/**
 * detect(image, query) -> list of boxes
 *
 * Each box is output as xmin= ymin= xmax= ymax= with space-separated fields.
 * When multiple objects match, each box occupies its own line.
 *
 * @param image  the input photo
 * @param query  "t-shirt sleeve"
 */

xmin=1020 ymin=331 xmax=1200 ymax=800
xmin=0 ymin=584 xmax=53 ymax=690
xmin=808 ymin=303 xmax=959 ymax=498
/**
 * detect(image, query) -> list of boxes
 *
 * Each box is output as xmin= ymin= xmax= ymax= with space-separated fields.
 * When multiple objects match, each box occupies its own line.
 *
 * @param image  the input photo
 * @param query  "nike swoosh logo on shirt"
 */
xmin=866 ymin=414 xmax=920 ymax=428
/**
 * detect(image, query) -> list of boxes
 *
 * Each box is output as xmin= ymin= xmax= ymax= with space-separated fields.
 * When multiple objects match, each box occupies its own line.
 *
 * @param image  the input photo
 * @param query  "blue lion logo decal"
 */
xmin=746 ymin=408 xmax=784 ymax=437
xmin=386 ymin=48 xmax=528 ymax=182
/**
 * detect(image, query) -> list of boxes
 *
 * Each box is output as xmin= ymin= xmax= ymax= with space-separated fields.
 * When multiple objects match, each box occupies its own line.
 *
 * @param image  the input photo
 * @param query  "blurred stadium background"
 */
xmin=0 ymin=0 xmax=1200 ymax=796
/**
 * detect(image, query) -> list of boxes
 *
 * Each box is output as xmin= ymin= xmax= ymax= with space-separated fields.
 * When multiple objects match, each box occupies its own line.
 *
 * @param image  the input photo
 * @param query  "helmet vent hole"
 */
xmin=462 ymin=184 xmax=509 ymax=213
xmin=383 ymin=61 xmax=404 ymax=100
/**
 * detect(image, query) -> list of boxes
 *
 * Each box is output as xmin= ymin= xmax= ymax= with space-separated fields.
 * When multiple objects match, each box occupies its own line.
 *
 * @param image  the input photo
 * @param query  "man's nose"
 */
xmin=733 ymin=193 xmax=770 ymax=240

****

**Required work**. Turn every line of the records above into a Markdown table with two columns, No. and Text, numbering the rows in order and leaving out blank lines.

**Written solution**.
| No. | Text |
|---|---|
| 1 | /** |
| 2 |  * detect(image, query) -> list of boxes |
| 3 |  * |
| 4 |  * Each box is output as xmin= ymin= xmax= ymax= with space-separated fields. |
| 5 |  * When multiple objects match, each box occupies its own line. |
| 6 |  * |
| 7 |  * @param image  the input photo |
| 8 |  * @param query  "t-shirt sleeve" |
| 9 |  */ |
| 10 | xmin=1020 ymin=331 xmax=1200 ymax=800 |
| 11 | xmin=0 ymin=584 xmax=53 ymax=690 |
| 12 | xmin=808 ymin=303 xmax=959 ymax=498 |
| 13 | /** |
| 14 |  * detect(image, query) -> list of boxes |
| 15 |  * |
| 16 |  * Each box is output as xmin= ymin= xmax= ymax= with space-separated fields. |
| 17 |  * When multiple objects match, each box occupies its own line. |
| 18 |  * |
| 19 |  * @param image  the input photo |
| 20 |  * @param query  "nike swoosh logo on shirt" |
| 21 |  */ |
| 22 | xmin=866 ymin=414 xmax=920 ymax=428 |
| 23 | /** |
| 24 |  * detect(image, query) -> list of boxes |
| 25 |  * |
| 26 |  * Each box is output as xmin= ymin= xmax= ymax= with space-separated fields. |
| 27 |  * When multiple objects match, each box occupies its own line. |
| 28 |  * |
| 29 |  * @param image  the input photo |
| 30 |  * @param query  "blue lion logo decal" |
| 31 |  */ |
| 32 | xmin=746 ymin=408 xmax=784 ymax=437 |
| 33 | xmin=386 ymin=48 xmax=528 ymax=182 |
| 34 | /** |
| 35 |  * detect(image, query) -> list of boxes |
| 36 |  * |
| 37 |  * Each box is output as xmin= ymin= xmax= ymax= with space-separated fields. |
| 38 |  * When multiple objects match, each box occupies its own line. |
| 39 |  * |
| 40 |  * @param image  the input photo |
| 41 |  * @param query  "blurred stadium background" |
| 42 |  */ |
| 43 | xmin=0 ymin=0 xmax=1200 ymax=796 |
| 44 | /** |
| 45 |  * detect(image, query) -> list of boxes |
| 46 |  * |
| 47 |  * Each box is output as xmin= ymin= xmax= ymax= with space-separated fields. |
| 48 |  * When multiple objects match, each box occupies its own line. |
| 49 |  * |
| 50 |  * @param image  the input photo |
| 51 |  * @param query  "helmet vent hole" |
| 52 |  */ |
| 53 | xmin=462 ymin=184 xmax=509 ymax=213 |
| 54 | xmin=383 ymin=61 xmax=404 ymax=100 |
| 55 | /** |
| 56 |  * detect(image, query) -> list of boxes |
| 57 |  * |
| 58 |  * Each box is output as xmin= ymin= xmax= ymax= with space-separated fields. |
| 59 |  * When multiple objects match, each box occupies its own line. |
| 60 |  * |
| 61 |  * @param image  the input photo |
| 62 |  * @param query  "man's nose" |
| 63 |  */ |
| 64 | xmin=733 ymin=193 xmax=770 ymax=240 |